I have to change meds again. The anger and rage I’ve been experiencing since starting the new medication is fucking disturbing. I talked to my psychiatrist’s nurse and she promised to talk to my psychiatrist and get back to me tomorrow. I want to get this fixed asap, I have never had this kind of reaction to a new medication before. I’m tired of feeling like this, it’s been nearly a month and it’s showing no signs of abating.

On another note…

I’m trying to be more brave with myself and how I dress. I’m learning to do what I want and not what others want. I haven’t been brave in years. The last time I wore black lipstick was in high school. I just want to look like I want and not mind what others think. That’s hard for me. I do dress up but I don’t wear makeup which does look funny. I’m starting to learn about makeup though and I have gotten foundation and another white foundation that I can mix in with the other if it’s not light enough.

I got lazy with my clothes for years. Black skinny jeans and band shirts. That was about it. I’m tired of looking what I personally consider dull, and desire to go further. I’ve also embraced my feminine side and have been wearing skirts. I got that beautiful dress for Christmas and can’t wait to wear it. I think the last time I wore a dress was to a friend’s wedding in 2016. 😅

I’m going to experiment with makeup and might post pics here, please don’t laugh at me 😅

Moooving on…

I put chicken broth in Oscar’s water and dry food, because I read that a lot of house cats don’t get enough water and that’s one way to give them more moisture and convince them to drink more water. I don’t want him to fall victim to chronic kidney disease like so many cats do. I think 50% of cats get it. I may be wrong though.

There’s a new cat in my parents little neighbourhood. I’m not sure if it’s male or female, but it’s a beautiful cat. I named him/her “Debbie Hairy” (you know, like Debbie Harry. Bad pun?). I don’t really care about the sex of the cat, couldn’t pass on that name! If it’s a male, that can be his drag name 🤭 I think their neighbour named it something like Grayson. I refuse to call it that. I knew a kid named Grayson in elementary school and he was an absolutely spoiled little shit 😂 Bad memories. Haha

My goodgoth stuff should arrive on the 30th or thereabouts. Feels like I’ve been waiting since forever.

▸ Extracted data:
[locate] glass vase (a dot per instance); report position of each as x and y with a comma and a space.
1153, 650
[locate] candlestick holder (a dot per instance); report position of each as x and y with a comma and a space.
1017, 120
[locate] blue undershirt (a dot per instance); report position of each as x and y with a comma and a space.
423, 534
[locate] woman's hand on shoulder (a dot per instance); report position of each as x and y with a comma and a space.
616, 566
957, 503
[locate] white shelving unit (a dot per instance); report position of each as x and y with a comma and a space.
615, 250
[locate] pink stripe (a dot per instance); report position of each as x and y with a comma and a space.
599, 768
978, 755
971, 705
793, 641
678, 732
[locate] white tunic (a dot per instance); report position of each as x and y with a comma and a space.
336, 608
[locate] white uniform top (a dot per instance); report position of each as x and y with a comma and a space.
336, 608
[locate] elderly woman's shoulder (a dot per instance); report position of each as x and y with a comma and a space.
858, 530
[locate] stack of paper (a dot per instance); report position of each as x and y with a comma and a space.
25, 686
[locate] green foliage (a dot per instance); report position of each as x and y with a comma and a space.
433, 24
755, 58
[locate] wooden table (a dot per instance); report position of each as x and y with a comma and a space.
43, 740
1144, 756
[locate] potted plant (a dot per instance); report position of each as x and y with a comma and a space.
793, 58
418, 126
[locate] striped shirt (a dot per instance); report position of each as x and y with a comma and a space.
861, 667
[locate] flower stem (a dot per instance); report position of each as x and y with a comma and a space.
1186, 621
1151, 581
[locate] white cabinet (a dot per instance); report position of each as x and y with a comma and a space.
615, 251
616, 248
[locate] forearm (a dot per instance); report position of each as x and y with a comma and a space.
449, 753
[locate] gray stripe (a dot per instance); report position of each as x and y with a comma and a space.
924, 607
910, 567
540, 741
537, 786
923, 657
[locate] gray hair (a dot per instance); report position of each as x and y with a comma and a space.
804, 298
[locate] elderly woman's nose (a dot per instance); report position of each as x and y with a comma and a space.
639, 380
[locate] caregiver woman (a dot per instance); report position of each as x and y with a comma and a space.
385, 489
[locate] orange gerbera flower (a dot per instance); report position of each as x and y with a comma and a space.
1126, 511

▸ What you need to do: Repeat the part of the blog post starting at "I got lazy with" and ending at "be wrong though.". The rows come from a different source than the blog post.

▸ Written answer:
I got lazy with my clothes for years. Black skinny jeans and band shirts. That was about it. I’m tired of looking what I personally consider dull, and desire to go further. I’ve also embraced my feminine side and have been wearing skirts. I got that beautiful dress for Christmas and can’t wait to wear it. I think the last time I wore a dress was to a friend’s wedding in 2016. 😅

I’m going to experiment with makeup and might post pics here, please don’t laugh at me 😅

Moooving on…

I put chicken broth in Oscar’s water and dry food, because I read that a lot of house cats don’t get enough water and that’s one way to give them more moisture and convince them to drink more water. I don’t want him to fall victim to chronic kidney disease like so many cats do. I think 50% of cats get it. I may be wrong though.